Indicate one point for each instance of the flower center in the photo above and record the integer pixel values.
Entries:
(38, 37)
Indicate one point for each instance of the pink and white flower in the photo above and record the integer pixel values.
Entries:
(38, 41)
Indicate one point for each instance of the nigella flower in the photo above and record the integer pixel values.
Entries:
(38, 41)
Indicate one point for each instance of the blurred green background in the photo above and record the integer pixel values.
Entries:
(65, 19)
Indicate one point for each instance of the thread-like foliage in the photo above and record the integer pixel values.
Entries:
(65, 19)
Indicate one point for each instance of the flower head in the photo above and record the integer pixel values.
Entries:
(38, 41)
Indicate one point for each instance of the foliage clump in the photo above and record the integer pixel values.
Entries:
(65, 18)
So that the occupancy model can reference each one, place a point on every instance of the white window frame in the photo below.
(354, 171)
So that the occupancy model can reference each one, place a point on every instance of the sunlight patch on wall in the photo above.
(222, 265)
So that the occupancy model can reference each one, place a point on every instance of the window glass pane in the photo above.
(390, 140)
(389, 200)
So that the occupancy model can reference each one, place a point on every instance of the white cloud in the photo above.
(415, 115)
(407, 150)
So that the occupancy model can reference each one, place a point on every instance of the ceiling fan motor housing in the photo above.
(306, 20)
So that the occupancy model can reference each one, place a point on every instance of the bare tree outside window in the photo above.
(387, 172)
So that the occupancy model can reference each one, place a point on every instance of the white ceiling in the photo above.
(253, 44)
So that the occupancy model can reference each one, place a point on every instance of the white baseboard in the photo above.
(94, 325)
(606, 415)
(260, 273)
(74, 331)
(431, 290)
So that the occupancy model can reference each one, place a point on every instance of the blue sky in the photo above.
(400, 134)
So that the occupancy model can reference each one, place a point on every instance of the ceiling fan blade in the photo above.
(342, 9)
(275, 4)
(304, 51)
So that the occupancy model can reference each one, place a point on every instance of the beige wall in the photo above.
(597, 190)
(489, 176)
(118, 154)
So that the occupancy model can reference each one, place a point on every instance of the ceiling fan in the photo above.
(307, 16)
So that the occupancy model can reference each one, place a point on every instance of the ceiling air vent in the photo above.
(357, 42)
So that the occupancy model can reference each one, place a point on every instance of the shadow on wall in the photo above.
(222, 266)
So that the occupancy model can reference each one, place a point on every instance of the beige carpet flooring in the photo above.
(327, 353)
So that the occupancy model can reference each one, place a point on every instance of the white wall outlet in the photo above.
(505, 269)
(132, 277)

__________

Work instructions:
Could you find each line in the entries that contains the string "Indicate" and copy it?

Reply to the exercise:
Indicate one point for each instance of the flower center in the photo above and record the integer pixel values.
Indicate one point for each instance of the pink and white flower in the photo above and record the integer pixel values.
Indicate one point for each instance of the nigella flower in the photo above and record the integer pixel values.
Indicate one point for each instance of the blurred green background in the photo above and record the integer pixel values.
Indicate one point for each instance of the thread-like foliage in the photo above and record the integer pixel values.
Indicate one point for each instance of the flower head in the photo above and record the integer pixel values.
Indicate one point for each instance of the foliage clump in the photo above and record the integer pixel values.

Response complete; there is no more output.